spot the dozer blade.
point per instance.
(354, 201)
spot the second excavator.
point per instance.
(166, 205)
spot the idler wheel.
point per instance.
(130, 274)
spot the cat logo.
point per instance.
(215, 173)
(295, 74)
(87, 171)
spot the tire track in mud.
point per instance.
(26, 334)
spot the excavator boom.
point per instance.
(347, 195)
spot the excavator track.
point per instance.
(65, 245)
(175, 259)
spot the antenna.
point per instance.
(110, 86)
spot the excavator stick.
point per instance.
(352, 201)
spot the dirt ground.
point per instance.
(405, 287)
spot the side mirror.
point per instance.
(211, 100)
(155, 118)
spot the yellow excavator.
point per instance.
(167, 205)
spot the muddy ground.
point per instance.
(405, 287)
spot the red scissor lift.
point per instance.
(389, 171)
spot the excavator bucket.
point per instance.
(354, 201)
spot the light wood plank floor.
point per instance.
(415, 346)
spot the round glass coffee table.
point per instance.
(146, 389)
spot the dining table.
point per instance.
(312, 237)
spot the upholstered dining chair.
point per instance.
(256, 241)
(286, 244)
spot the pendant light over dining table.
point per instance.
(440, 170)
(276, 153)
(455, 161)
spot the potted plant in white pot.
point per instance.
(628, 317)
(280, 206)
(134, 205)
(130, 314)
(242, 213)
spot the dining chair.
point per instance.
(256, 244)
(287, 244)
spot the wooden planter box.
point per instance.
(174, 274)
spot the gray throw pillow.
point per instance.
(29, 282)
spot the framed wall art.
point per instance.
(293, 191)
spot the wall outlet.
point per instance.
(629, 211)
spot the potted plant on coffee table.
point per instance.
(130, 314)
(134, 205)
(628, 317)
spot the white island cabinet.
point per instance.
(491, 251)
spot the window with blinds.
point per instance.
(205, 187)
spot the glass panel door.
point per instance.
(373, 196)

WORK TO BE COMPLETED
Reproduce all the data word for word.

SOLUTION FOR THIS TASK
spot the dozer blade.
point per instance.
(354, 201)
spot the second excavator.
point per instance.
(166, 205)
spot the idler wheel.
point per instance.
(130, 274)
spot the cat logo.
point per instance.
(215, 173)
(295, 74)
(87, 171)
spot the tire track in mud.
point per instance.
(26, 334)
spot the excavator boom.
point per instance.
(347, 195)
spot the excavator track.
point per instance.
(65, 245)
(175, 259)
spot the antenna.
point per instance.
(110, 86)
spot the excavator stick.
point per instance.
(352, 201)
spot the dirt ground.
point per instance.
(405, 287)
spot the side mirror.
point per instance.
(211, 100)
(155, 118)
spot the yellow excavator.
point per instance.
(167, 205)
spot the muddy ground.
point per instance.
(405, 287)
spot the red scissor lift.
point per instance.
(389, 171)
spot the excavator bucket.
point per instance.
(354, 201)
spot the light wood plank floor.
point per instance.
(415, 346)
spot the round glass coffee table.
point per instance.
(146, 389)
spot the dining table.
point per instance.
(312, 237)
spot the upholstered dining chair.
point per instance.
(256, 241)
(286, 244)
spot the pendant light over dining table.
point per instance.
(440, 170)
(276, 153)
(455, 161)
spot the potted plant in white pot.
point per instance.
(628, 317)
(280, 206)
(134, 205)
(130, 314)
(242, 213)
spot the dining chair.
point per instance.
(256, 244)
(287, 244)
spot the wooden planter box.
point per instance.
(174, 274)
spot the gray throw pillow.
point per instance.
(29, 282)
spot the framed wall art.
point per instance.
(293, 191)
spot the wall outlet.
point per instance.
(629, 211)
spot the potted plant on coffee table.
point per instance.
(130, 314)
(134, 205)
(628, 317)
spot the white island cabinet.
point per instance.
(491, 251)
spot the window with blinds.
point per instance.
(205, 187)
spot the glass panel door.
point per instance.
(373, 196)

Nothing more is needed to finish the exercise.